____ Records for the task

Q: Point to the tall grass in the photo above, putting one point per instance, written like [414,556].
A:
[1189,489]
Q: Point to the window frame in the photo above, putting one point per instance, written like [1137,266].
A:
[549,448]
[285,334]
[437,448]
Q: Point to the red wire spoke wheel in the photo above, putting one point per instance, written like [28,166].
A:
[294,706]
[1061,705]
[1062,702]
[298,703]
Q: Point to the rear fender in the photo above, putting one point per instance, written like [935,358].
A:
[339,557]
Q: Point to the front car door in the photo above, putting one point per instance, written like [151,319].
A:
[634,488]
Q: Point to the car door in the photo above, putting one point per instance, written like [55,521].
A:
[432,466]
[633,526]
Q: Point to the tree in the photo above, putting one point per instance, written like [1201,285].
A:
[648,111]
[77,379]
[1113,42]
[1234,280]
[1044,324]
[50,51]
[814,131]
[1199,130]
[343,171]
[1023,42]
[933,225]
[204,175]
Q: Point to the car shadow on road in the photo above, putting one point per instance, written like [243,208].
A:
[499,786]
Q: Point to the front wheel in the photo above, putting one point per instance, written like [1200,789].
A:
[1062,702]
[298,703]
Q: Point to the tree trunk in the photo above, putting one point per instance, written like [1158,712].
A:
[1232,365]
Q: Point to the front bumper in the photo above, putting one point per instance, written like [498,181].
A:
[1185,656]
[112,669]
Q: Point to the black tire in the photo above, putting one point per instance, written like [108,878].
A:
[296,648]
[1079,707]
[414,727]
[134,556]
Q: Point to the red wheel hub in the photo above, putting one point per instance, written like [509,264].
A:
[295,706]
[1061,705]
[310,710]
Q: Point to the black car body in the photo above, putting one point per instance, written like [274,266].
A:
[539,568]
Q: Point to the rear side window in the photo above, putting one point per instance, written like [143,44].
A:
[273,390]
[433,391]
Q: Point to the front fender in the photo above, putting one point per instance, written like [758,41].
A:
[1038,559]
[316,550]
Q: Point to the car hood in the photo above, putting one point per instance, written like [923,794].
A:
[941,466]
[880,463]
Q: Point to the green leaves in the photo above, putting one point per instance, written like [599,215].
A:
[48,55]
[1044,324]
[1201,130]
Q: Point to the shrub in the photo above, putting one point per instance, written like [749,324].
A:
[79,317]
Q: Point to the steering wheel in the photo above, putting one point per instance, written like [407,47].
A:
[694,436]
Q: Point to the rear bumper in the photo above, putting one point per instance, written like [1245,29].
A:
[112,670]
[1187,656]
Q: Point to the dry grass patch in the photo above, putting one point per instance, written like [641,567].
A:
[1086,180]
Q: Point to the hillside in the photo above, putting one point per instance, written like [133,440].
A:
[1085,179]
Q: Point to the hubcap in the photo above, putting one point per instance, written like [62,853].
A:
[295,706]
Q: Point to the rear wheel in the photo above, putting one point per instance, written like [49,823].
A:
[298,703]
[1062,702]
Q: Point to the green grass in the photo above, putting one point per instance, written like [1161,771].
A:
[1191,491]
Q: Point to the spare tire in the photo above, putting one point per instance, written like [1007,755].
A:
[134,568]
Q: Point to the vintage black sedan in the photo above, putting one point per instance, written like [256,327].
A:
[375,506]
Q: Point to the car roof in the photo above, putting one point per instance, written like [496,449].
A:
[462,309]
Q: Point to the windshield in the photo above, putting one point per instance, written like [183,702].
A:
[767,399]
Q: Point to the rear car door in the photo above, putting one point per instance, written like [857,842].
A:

________

# Given instruction
Rewrite all of the entries above with every occurrence of "one point per instance" replaced by "a single point for each instance", keeping everything else the same.

# Written response
Q: Point to the tall grass in the photo above, putting a single point for each instance, written like [414,556].
A:
[1189,489]
Q: Point to the window frame in the photo above, putting a single point for each instance, written like [1137,266].
A:
[549,448]
[285,334]
[437,448]
Q: Point to the red wire spoke wheel in the photo above, putting a single point for each instance, written like [28,166].
A:
[294,706]
[1061,705]
[1062,702]
[298,703]
Q: Point to the rear fender in the photo above, putting a single point for each instance, written like [935,358].
A:
[339,557]
Q: Point to the front car door in the photo above, putting a single point for each instance, written like [151,319].
A:
[634,488]
Q: Point to the car door in the photo above, putting a single point for each instance, written like [55,521].
A:
[432,466]
[633,526]
Q: Point to the tree in the photo above, putting a single point for each instance, written like [1201,285].
A:
[648,111]
[77,379]
[1113,42]
[1234,280]
[1044,324]
[50,51]
[814,131]
[1199,130]
[343,171]
[1023,42]
[933,225]
[204,175]
Q: Point to the car shadow on road in the photo above, putting a single point for each instance, written like [243,208].
A:
[499,786]
Q: Point to the front wheel in the photo above, putting a single point for each instance, written like [1200,789].
A:
[1062,702]
[298,703]
Q: Point to the tree trunk in the photo above, putting a single point for each instance, written like [1158,712].
A:
[1232,365]
Q: Point to the front bumper in the photo above, putting a single point for each instance, written like [498,181].
A:
[1185,656]
[112,669]
Q: Point to the black tire in the photo above, putting a single point for each instance, written like [108,878].
A:
[296,648]
[1079,707]
[414,727]
[134,556]
Q: Point to the red wheel hub in the photo above, putting a single point for each instance, written like [509,264].
A:
[295,706]
[1061,705]
[310,710]
Q: Point to the black car body in the photo above, putting a single point for each instance, written like [274,266].
A:
[539,568]
Q: Point to the rear side window in the photo above, putting a single point for each instance, written like [143,44].
A:
[273,390]
[433,391]
Q: Point to the front fender in the photo above, putting a single point for each instance, written like [758,41].
A:
[1038,559]
[316,550]
Q: Point to the car hood in the photo above, putting a single point for each instance, written like [923,794].
A:
[941,466]
[880,463]
Q: Point to the green leaves in the photo above, putting a single point for each instance, written like [599,215].
A:
[48,55]
[1044,324]
[1201,130]
Q: Point to the shrub in the photo above, putting a single point for each instance, written like [749,324].
A:
[79,317]
Q: Point to the steering wheel in the photo above, putting a single point for each instance, written like [407,47].
A:
[694,436]
Q: Point to the rear bumper in the photo above, putting a single point for each instance, written like [1245,29].
A:
[112,670]
[1187,656]
Q: Point to the dry grass patch in the photo above, putting a single point for each instance, written like [641,567].
A:
[1086,180]
Q: Point to the hillside in the photo above, putting a single point for each instance, written like [133,440].
A:
[1085,179]
Q: Point to the hubcap in the photo above, putting a single point for each instance, written like [62,853].
A:
[295,706]
Q: Point to the rear wheel in the photo above, putting a single point for each instance, written like [49,823].
A:
[298,703]
[1062,702]
Q: Point to the green grass in the photo above, putting a single point for each instance, written like [1161,771].
A:
[1191,491]
Q: Point to the spare tire in the photo above, putting a single point for each instance, written like [1007,755].
A:
[134,568]
Q: Point to the vintage black sedan in the photo above, putting a single point for each instance, written like [256,327].
A:
[375,506]
Q: Point to the car roof in the photo above, putting a single point for each instance, written like [496,449].
A:
[462,309]
Q: Point to the windshield in the photo above, putting a single point for each instance, written like [183,702].
A:
[767,399]
Q: Point to the rear car door in the photo above, putting a single point for each instance, written like [857,842].
A:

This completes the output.